# Objective
In the file format description, how many bytes does the footer's Metadata component take up?

# Document passage
Each block is a multiple of 1024 bytes and contains:
- **Block ID** (16 bytes): `"GOBLINBLOCK00000"`
- **Span** (2 bytes): Number of blocks this entry spans
- **Data** (variable): Erlang term encoding of `{sequence, key, value}`
- **Padding** (variable): Zero-filled to reach n * 1024 bytes
### Footer
The footer contains metadata for efficient lookups:
- **Separator** (16 bytes): `"GOBLINSEP0000000"`
- **Bloom filter** (variable): Encoded bloom filter for membership testing
- **Key range** (variable): Min and max keys in the SST
- **Sequence range** (variable): Lowest and highest sequence numbers
- **Metadata** (57 bytes): Positions and sizes of footer components
- **CRC** (32-bit): Checksum over SST, bloom filter, key range, sequence range and metadata
- **Magic** (16 bytes): `"GOBLINFILE000000"`
### Migration
If a previous version of the disk table format is detected on startup,
the file is automatically migrated to the current version.

(Entries pointing to named objects)
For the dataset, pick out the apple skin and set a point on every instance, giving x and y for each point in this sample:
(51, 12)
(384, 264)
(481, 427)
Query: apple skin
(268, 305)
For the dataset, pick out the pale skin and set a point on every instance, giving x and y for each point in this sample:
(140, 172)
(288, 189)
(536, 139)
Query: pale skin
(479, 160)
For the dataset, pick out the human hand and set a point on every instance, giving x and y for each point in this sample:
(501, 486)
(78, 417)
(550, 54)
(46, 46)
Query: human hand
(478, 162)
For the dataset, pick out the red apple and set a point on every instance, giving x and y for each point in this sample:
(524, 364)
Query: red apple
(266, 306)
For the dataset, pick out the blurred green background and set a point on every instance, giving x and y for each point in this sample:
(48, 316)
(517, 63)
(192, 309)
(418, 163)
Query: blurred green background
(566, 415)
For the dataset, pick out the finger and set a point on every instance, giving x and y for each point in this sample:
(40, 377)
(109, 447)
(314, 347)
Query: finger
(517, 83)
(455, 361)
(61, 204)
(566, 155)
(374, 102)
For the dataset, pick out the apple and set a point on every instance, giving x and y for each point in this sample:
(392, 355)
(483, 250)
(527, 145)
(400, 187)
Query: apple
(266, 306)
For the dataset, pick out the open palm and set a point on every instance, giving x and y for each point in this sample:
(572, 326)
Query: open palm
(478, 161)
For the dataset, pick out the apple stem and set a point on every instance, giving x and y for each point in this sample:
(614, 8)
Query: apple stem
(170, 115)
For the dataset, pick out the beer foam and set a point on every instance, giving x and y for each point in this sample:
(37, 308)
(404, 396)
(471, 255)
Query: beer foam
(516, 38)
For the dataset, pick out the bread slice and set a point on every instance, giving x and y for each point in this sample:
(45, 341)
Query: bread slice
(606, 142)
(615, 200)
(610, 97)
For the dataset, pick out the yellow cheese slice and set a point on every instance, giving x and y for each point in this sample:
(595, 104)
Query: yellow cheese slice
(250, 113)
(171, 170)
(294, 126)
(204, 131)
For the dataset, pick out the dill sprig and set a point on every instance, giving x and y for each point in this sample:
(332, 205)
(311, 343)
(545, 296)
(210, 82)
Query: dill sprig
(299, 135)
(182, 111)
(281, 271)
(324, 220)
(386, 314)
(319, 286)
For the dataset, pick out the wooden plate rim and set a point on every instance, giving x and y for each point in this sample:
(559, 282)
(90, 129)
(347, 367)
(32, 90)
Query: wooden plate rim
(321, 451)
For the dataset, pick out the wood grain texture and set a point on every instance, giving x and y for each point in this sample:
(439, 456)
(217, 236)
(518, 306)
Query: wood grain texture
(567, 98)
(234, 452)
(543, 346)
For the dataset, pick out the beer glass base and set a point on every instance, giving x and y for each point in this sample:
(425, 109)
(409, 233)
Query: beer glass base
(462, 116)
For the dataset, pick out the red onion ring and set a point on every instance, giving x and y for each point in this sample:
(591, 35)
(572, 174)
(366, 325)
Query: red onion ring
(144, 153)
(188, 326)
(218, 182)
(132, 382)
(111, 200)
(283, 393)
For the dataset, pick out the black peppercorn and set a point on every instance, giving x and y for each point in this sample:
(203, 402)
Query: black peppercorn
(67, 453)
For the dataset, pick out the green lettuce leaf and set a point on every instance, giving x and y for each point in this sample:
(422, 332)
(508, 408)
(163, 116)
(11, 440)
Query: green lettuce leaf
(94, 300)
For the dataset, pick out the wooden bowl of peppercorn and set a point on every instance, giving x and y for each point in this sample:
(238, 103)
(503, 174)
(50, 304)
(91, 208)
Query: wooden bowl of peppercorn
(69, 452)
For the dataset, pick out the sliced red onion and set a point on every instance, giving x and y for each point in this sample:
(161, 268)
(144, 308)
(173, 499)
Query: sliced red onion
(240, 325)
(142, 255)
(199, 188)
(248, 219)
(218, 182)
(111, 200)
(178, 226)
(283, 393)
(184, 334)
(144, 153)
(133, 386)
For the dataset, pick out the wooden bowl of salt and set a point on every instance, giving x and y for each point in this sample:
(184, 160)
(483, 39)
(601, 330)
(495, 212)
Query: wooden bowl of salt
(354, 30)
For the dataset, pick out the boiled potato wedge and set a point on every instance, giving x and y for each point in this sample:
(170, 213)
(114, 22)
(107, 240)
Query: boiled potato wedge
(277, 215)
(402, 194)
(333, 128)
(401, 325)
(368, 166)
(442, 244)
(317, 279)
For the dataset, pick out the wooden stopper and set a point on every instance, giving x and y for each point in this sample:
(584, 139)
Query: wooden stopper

# Answer for this exercise
57 bytes.